• _Task statement_
Reproduce all of the records below verbatim.

(Excerpts from a dataset on object pointing)
────
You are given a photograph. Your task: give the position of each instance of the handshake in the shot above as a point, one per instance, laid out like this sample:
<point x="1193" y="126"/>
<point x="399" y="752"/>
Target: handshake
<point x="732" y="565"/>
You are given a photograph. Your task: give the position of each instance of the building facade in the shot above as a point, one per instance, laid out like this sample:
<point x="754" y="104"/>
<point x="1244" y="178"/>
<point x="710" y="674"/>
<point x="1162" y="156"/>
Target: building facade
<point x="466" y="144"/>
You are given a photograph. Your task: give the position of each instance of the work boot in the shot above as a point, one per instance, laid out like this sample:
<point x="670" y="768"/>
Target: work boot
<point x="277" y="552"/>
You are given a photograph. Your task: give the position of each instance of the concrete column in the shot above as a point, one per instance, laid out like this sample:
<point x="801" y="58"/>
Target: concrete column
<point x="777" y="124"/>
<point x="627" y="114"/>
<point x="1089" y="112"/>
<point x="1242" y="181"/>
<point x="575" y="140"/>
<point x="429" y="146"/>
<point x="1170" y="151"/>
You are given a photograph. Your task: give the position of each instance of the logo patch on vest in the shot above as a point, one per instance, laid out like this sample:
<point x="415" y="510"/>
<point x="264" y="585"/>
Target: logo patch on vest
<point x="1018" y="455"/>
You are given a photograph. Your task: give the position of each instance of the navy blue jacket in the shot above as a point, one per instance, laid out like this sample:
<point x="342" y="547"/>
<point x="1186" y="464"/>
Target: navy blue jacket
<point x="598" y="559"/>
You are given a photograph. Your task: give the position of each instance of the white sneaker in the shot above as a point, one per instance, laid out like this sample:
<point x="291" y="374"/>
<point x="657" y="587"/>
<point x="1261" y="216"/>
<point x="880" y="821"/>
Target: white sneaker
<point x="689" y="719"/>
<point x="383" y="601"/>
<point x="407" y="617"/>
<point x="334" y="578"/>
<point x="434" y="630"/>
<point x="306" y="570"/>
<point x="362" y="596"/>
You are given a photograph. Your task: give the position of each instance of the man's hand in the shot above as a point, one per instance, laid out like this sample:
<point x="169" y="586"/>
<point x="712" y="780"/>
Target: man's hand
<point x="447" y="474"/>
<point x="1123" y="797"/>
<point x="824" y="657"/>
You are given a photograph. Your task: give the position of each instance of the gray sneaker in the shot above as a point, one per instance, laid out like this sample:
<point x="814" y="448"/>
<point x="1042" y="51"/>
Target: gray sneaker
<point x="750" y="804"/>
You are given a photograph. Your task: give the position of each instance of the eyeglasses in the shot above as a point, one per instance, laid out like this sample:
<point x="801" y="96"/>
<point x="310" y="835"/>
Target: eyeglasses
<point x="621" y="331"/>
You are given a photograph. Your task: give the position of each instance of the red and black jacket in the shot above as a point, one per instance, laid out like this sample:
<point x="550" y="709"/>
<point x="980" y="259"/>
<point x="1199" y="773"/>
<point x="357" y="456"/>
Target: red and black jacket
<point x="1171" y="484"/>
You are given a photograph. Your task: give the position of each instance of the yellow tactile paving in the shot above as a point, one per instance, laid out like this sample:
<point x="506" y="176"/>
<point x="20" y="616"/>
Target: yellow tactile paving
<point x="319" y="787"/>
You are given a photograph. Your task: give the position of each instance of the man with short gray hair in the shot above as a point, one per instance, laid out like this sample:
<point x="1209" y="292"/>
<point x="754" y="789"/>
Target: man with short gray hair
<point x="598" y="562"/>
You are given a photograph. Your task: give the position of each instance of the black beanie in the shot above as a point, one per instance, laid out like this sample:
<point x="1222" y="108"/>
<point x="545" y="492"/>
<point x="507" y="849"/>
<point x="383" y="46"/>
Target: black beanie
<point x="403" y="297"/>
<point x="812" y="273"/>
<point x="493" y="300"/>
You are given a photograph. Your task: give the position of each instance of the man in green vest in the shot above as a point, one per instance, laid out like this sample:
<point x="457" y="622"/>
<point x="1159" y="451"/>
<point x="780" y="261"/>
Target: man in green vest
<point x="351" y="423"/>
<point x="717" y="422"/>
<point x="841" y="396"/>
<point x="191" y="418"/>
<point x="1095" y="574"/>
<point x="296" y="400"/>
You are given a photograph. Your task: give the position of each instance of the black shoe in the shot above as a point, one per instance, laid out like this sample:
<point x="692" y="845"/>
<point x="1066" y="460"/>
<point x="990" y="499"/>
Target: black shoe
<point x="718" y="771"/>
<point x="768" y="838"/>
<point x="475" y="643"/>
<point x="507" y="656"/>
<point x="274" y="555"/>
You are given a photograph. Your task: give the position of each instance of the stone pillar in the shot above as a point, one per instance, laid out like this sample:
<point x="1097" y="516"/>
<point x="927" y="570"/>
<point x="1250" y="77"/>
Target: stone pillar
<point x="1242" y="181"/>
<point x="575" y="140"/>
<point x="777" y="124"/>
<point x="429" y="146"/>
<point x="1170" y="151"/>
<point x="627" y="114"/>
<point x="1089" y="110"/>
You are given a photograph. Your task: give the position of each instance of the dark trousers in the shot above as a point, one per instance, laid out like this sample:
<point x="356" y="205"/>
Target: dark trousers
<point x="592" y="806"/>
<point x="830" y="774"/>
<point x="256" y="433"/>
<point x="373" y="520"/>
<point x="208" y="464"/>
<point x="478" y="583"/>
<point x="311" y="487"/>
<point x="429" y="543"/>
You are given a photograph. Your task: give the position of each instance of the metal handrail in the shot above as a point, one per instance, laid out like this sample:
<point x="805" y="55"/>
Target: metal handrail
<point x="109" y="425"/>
────
• _The answer_
You are given a photograph. Your task: give the position of each instance of the handshake in the shot above as a point, one per instance, laid out like this sample:
<point x="1193" y="126"/>
<point x="399" y="752"/>
Target: handshake
<point x="732" y="565"/>
You are given a photograph. Your task: give the position of each instance of the building facade in the shot above as a point, one per instance, laid out like this sample:
<point x="754" y="104"/>
<point x="1244" y="178"/>
<point x="710" y="674"/>
<point x="1162" y="156"/>
Target: building facade
<point x="466" y="144"/>
You are given a photograph. Your task: give the position of each instance of the work boot in the shot above as a point, one per instance, laid out like this sample:
<point x="670" y="768"/>
Target: work boot
<point x="277" y="552"/>
You are given a photograph. Your task: give the position of each instance of the concrete column in the shot above as a point, one per instance, laid out like this sample:
<point x="801" y="58"/>
Target: concrete column
<point x="777" y="124"/>
<point x="627" y="114"/>
<point x="1089" y="112"/>
<point x="1242" y="181"/>
<point x="575" y="140"/>
<point x="429" y="146"/>
<point x="1170" y="151"/>
You are given a photograph. Your task: give the position of each instance of the logo patch on vest in the shot above as a point, one per instance, laid out like this sample:
<point x="415" y="510"/>
<point x="264" y="585"/>
Target: logo patch on vest
<point x="1018" y="455"/>
You are given a photograph. Your task: give the position of each instance of the navy blue jacket in the shot above as a point, one per instance, laid out like this sample:
<point x="342" y="547"/>
<point x="1186" y="464"/>
Target: navy blue jacket
<point x="598" y="559"/>
You are given a photograph. Your task: give the position of each instance of the white sneaker in the shot above as a point, one per instance, laid out like this sample:
<point x="291" y="374"/>
<point x="657" y="587"/>
<point x="1261" y="216"/>
<point x="880" y="821"/>
Target: white sneaker
<point x="689" y="719"/>
<point x="383" y="601"/>
<point x="407" y="617"/>
<point x="334" y="578"/>
<point x="434" y="630"/>
<point x="306" y="570"/>
<point x="362" y="596"/>
You are given a photograph. Your task: give the position of each instance of the man's hand in the shot above as a point, one per instance, laid out like this sample:
<point x="169" y="586"/>
<point x="712" y="780"/>
Target: man's hand
<point x="447" y="474"/>
<point x="1123" y="797"/>
<point x="824" y="657"/>
You are given a photograph. Your task: give the position of each instance of the gray sneaker in the shot above as a point, one per instance, laid out like this sample:
<point x="814" y="448"/>
<point x="1042" y="51"/>
Target: gray sneaker
<point x="750" y="804"/>
You are given a photograph. Your task: give the position of each instance of the eyeglasses in the shot above as a point, one per instance, laid out like this sample:
<point x="801" y="96"/>
<point x="310" y="835"/>
Target: eyeglasses
<point x="621" y="331"/>
You are given a photograph. Your task: give the position of each instance of the red and black jacket in the shot above as a point, one per instance, laid out like this sample:
<point x="550" y="709"/>
<point x="980" y="259"/>
<point x="1199" y="773"/>
<point x="357" y="456"/>
Target: red and black jacket
<point x="1171" y="484"/>
You are given a photograph. Your task: give the position of each instance of the yellow tactile paving in the shot above as a point, one per instance, laid out like this sample:
<point x="506" y="176"/>
<point x="20" y="616"/>
Target: yellow tactile paving
<point x="319" y="787"/>
You are given a photograph. Your task: give the position of each instance of the man with short gray hair in the shot above as a point, one per instance, laid out like this sample:
<point x="1209" y="292"/>
<point x="754" y="789"/>
Target: man with short gray hair
<point x="598" y="562"/>
You are given a photograph. Your task: give the position of each instance of the black beanie in the shot above as a point, one per instance, laid out like this sample:
<point x="1222" y="108"/>
<point x="545" y="492"/>
<point x="507" y="849"/>
<point x="383" y="46"/>
Target: black beanie
<point x="403" y="297"/>
<point x="812" y="273"/>
<point x="493" y="300"/>
You are given a photograph. Your task: give the position of each instance of the man in green vest in the shot above as a point, one per instance, laid out like this sample:
<point x="457" y="622"/>
<point x="1159" y="451"/>
<point x="780" y="261"/>
Target: man in green vest
<point x="351" y="423"/>
<point x="717" y="422"/>
<point x="841" y="396"/>
<point x="191" y="418"/>
<point x="1095" y="574"/>
<point x="296" y="400"/>
You are given a photograph. Your task: give the position of each instance of the black shoe in the shot above as a point, one per instance, laid out like this sample:
<point x="692" y="845"/>
<point x="1066" y="460"/>
<point x="990" y="499"/>
Target: black shoe
<point x="718" y="771"/>
<point x="768" y="838"/>
<point x="475" y="643"/>
<point x="507" y="656"/>
<point x="274" y="555"/>
You are given a photograph. Your task: give the position of each instance of the stone pillar in the shot above as a point, one per instance, laid out like this sample:
<point x="1097" y="516"/>
<point x="927" y="570"/>
<point x="1250" y="77"/>
Target: stone pillar
<point x="1242" y="181"/>
<point x="575" y="140"/>
<point x="777" y="124"/>
<point x="429" y="146"/>
<point x="1170" y="151"/>
<point x="627" y="114"/>
<point x="1089" y="110"/>
You are given a photograph. Your task: give the position of each instance of the dark trousers in the shot above as a point, one per instance, laid out like this sample:
<point x="356" y="205"/>
Target: dark trousers
<point x="592" y="806"/>
<point x="830" y="774"/>
<point x="256" y="433"/>
<point x="373" y="520"/>
<point x="208" y="464"/>
<point x="478" y="583"/>
<point x="311" y="487"/>
<point x="429" y="543"/>
You are given a photograph. Your task: give the position of each instance of the metal handrail in the shot above as a point, one per instance, laid out like this sample:
<point x="805" y="55"/>
Target: metal handrail
<point x="109" y="425"/>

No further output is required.